= Kutipan Dokumen =
--

Rabu, 26 Juni 2013

Komunitas Pelangi Nusantara: Bisnis dan Sosial Jalan Bersama

Bisnis bukan melulu aktivitas menjual produk demi meraup keuntungan sebanyak-banyaknya. Bisnis juga bisa dibangun dengan melibatkan kelompok ibu-ibu dan masyarakat di sekitar kita sehingga turut membantu perekonomian mereka, dan berpartisipasi dalam mengurangi angka keluarga miskin. Itulah jenis bisnis yang dijalani oleh Noor Suryanti (41), pengusaha Garmen asal Singosari, Malang, Jawa Timur.
Noor, begitu dia biasa dipanggil, mulai merintis bisnis yang bernuansa sosial ini pada 2008 dengan membentuk kelompok wirausaha sosial yang melibatkan ratusan ibu-ibu dan perempuan setempat.

--

= Data yang Diberikan =
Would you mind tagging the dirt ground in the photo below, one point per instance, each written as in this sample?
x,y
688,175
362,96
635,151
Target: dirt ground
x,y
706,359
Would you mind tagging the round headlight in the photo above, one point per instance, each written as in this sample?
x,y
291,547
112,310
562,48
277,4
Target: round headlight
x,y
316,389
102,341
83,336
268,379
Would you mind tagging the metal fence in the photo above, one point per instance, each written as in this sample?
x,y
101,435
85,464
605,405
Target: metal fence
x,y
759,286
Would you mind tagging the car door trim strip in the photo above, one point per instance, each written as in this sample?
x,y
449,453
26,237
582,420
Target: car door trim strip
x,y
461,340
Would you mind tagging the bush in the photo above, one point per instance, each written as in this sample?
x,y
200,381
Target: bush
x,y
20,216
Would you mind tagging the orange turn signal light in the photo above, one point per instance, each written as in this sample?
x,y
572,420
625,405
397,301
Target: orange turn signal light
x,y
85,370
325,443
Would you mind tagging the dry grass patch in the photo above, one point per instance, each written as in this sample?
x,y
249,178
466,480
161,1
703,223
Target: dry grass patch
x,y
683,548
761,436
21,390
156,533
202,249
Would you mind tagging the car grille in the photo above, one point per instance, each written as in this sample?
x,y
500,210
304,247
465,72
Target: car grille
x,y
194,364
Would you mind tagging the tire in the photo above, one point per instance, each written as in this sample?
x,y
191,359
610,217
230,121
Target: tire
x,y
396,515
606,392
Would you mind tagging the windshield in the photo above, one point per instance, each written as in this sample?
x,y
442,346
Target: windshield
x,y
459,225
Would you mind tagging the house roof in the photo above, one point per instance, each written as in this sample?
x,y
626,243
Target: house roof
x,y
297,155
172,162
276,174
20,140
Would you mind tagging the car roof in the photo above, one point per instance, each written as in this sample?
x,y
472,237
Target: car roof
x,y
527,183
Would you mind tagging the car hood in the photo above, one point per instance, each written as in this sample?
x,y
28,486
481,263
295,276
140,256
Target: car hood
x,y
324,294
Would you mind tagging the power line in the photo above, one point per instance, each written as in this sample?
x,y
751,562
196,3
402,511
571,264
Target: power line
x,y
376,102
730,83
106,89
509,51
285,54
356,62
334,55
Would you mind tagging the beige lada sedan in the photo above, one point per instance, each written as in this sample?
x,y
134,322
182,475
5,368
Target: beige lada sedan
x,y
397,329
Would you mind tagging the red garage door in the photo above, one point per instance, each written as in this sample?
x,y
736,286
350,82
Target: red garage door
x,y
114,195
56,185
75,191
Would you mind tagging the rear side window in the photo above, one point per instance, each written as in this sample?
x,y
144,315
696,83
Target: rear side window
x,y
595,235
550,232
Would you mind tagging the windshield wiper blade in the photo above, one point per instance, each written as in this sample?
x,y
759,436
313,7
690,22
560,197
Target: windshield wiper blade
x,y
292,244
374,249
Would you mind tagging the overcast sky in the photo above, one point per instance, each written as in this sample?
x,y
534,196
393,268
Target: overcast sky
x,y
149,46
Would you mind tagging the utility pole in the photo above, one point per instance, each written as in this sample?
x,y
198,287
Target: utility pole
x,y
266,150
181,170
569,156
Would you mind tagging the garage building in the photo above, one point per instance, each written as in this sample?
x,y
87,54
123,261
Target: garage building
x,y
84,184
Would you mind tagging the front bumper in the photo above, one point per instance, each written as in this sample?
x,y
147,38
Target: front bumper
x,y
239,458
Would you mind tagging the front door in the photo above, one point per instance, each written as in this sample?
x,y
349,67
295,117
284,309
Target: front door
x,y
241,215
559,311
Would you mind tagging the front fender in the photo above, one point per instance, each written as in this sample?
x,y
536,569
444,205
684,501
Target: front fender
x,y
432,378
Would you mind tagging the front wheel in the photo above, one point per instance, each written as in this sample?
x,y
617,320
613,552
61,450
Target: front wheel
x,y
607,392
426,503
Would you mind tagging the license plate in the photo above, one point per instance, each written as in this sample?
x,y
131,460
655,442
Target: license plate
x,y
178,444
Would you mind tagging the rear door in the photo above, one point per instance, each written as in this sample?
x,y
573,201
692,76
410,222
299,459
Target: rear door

--

= Petunjuk Tugas =
(a) Tuliskan kembali bagian artikel tentang Komunitas Pelangi Nusantara antara "Komunitas Pelangi Nusantara: Bisnis" dan "Malang, Jawa Timur.", termasuk kedua batas itu.
(b) Jawab pertanyaan berikut berdasarkan artikel tentang Komunitas Pelangi Nusantara:
(i) Berapa umur Noor Suryanti?
(ii) Dari mana Noor Suryanti berasal?
(iii) Pada tahun berapa Noor mulai merintis bisnisnya?
(c) Teruskan artikel tentang Komunitas Pelangi Nusantara mulai setelah kalimat terakhirnya.

= Pembahasan Soal =
(a)
Komunitas Pelangi Nusantara: Bisnis dan Sosial Jalan Bersama

Bisnis bukan melulu aktivitas menjual produk demi meraup keuntungan sebanyak-banyaknya. Bisnis juga bisa dibangun dengan melibatkan kelompok ibu-ibu dan masyarakat di sekitar kita sehingga turut membantu perekonomian mereka, dan berpartisipasi dalam mengurangi angka keluarga miskin. Itulah jenis bisnis yang dijalani oleh Noor Suryanti (41), pengusaha Garmen asal Singosari, Malang, Jawa Timur.

(b)
(i) 41 tahun
(ii) Singosari, Malang, Jawa Timur
(iii) 2008

(c)
Dengan mengusung nama Komunitas Pelangi Nusantara, yang dipatenkan tahun 2011, Noor mengajarkan cara mengolah limbah potongan kain dari garmen menjadi produk layak pakai, seperti tas, sarung bantal, dan kain selimut. Sebanyak 20 sampai 30 jenis produk yang dihasilkan komunitas ini.
Dari ide kecil itu, komunitas yang menampung sekitar 150 anggota, terdiri dari 15 kelompok, sudah menghasilkan Rp 10 juta per kelompok. Nilai itu semua diperoleh dari penjualan produk yang mereka buat, mulai harga Rp 10.000 sampai Rp 2,5 juta.
Ide Noor ini bukan saja bisa memberi penghasilan bagi ibu rumahtangga yang terlibat, melainkan juga memberdayakan para anggota komunitas karena pertemuan menjadi ajang berbagi pengetahuan para anggota.
"Ini sama saja dengan mengalihkan perhatian pada masyarakat, yang semula mereka kurang kegiatan dan ujung-ujungnya memilih menikah muda sekarang mereka sudah mengerti dan terampil," ujar Noor Suryanti saat dihubungi Berita Kota, Senin (1/4).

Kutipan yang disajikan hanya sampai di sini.